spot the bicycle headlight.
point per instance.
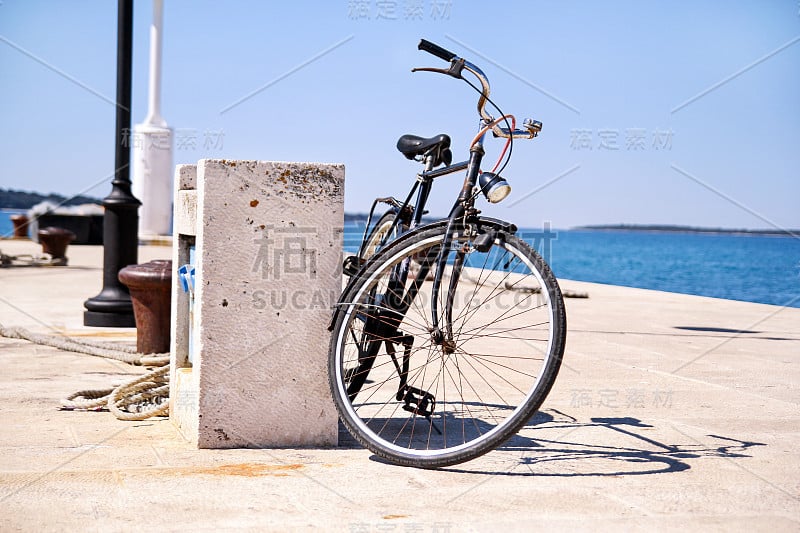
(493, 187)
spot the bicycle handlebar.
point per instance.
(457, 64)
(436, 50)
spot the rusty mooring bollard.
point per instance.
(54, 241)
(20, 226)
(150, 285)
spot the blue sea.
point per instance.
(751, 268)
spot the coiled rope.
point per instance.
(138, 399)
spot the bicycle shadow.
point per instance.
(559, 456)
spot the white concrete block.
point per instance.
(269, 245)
-=-=-=-=-
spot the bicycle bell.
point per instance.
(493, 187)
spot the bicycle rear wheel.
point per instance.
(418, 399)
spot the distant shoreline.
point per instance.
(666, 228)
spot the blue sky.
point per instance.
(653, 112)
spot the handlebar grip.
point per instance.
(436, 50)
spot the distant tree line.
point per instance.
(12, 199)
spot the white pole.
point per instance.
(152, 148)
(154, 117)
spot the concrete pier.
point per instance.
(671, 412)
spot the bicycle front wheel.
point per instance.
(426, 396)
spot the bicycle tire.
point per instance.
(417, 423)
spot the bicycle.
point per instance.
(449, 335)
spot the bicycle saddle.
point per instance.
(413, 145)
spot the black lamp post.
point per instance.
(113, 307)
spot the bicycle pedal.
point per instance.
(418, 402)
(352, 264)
-=-=-=-=-
* _EXERCISE_
The expected output is every line of the records in which the string "handlebar" appears.

* _RESULT_
spot the bicycle handlebar.
spot the handlebar grip.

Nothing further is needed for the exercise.